═════ Given passage
Search code examples
selectcassandracqldatabase-partitioningdelta

Cassandra delta/relative querying


I have to orchestrate a batch which copy the delta of a table each day. This table is only written, never updated. I use java with jdbc and I wonder if there is a metadata or something on the table which can be queried to get all the rows added after a certains date.


Why a metadata ? Because with my table looking like :

CREATE TABLE aTable (
  aTable_id timeuuid,
  ...
  PRIMARY KEY ((aTable_id))
) WITH
...

I can't put the timeuuid key in the where clause like :

SELECT * FROM aTable WHERE aTable_id > minTimeuuid(?)

And the token function, even if the aTable_id is correctly ordered give me wrong results :

SELECT * FROM aTable WHERE token(aTable_id) > token(minTimeuuid(?))

In a nutshell, my question is : how to get aTables newer than a certain date ?
══════════
═════ Data lines
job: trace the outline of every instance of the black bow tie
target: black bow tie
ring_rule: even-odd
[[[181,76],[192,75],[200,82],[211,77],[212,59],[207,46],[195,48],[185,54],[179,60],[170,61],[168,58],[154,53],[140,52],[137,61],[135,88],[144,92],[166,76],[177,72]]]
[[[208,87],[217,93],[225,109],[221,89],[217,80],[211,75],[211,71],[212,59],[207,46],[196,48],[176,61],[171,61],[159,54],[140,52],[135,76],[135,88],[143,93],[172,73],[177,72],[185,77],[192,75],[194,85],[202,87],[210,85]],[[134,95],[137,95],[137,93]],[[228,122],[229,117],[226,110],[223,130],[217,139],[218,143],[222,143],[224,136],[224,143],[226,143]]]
══════════
## Required work:
(a) Which distinct all-uppercase keywords appear in the code of the Cassandra question?
(b) Could you carry the Cassandra delta-querying question further, picking up after its last sentence?
The records play no part in what comes next.

## Set of answers:
(a) CREATE, TABLE, PRIMARY, KEY, WITH, SELECT, FROM, WHERE

(b)
Solution

  • So I end up with a solution, found in a meetup introducing cassandra 3.0.

    Remember that the schema was set for another request and the keys were not set for a delta request.

    The aim for me was to query just the updated row from the previous batch and here the way I did :

    • Create a index table, partitioned on date hour (the minutes, seconds and millis are truncated). This table is fed by a gobal index from the main table.
    • In java, query the index by hour (loop on a calendar) and select the main table with a IN query.
    • Job done !